After almost a week here in Axum I feel that I should write about my first impressions before I get used to it – although that may take a while. Everyone has been friendly and welcoming asking ‘how do I find Axum?’ and wanting it to be good. People smile as you pass them and the woman living behind my house and her family who live opposite always smile and try to pass the time of day (the language is a barrier currently). As I pass children in the streets the shouts of ferengi (foreigner) and hello start and continue for long after I have walked by having said hello or selam in return. The bolder ones run up to shake my hand.
Axum has two major roads which are tarmacked – one runs through the centre of town and the other goes around the edge passing Axum by. The roads immediately off the main street are cobbled and as you get further away they are stony, dirt tracks. I live on one of these tracks but it’s only a few minutes walk to the main road. The bajaj (like a tuktuk) motor up and down the main road acting like the line taxi minibuses you see elsewhere in towns in Africa. They were brought over by an enterprising businessman and are now the main way to get from one end of Axum to the other.

· · · · · · ·

ACTIVITIES
- A) According to the account of life in Axum, who brought the bajaj to the town?
- B) Carry on the account of life in Axum from its last sentence.
This material has nothing to do with the account of life in Axum.

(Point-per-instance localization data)
· · · · · · ·

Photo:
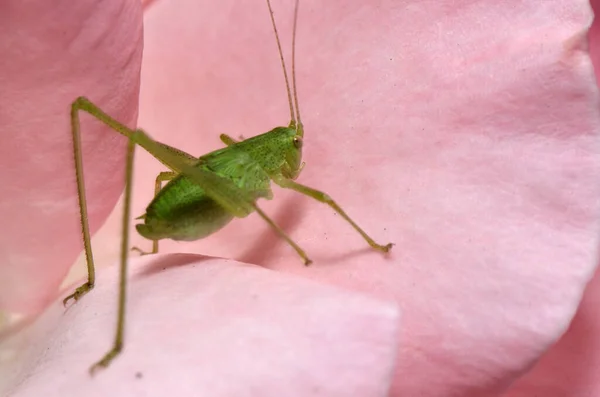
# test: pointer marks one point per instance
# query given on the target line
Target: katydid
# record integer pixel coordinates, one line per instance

· · · · · · ·

WRITTEN ANSWERS
- A) An enterprising businessman.

- B)
The animals of Axum deserve a special mention. I think there must be more donkeys than cars. You see them everywhere carrying their burdens or drawing carts following routes they know so well with barely any guidance. Herds of sheep and goats also roam the streets. These are not the neat white animals but brown shaggy ones. Ethiopia is known for it’s bird life and it is in abundance here. There are lots of species I’ve never seen before and a tremendous dawn chorus every morning. Of course the flock of pigeons living above my bedroom create some unwanted noise. One of the cutest animals I saw was a squirrel on my first day. It looked more like a cross between a squirrel and a chipmunk but I was assured it was a squirrel. The most unexpected has to be the camel I saw today passing in front of the hospital!
This weekend is Mekele (the finding of the true cross) celebration and drumbeats and music fill the air before the main event tomorrow.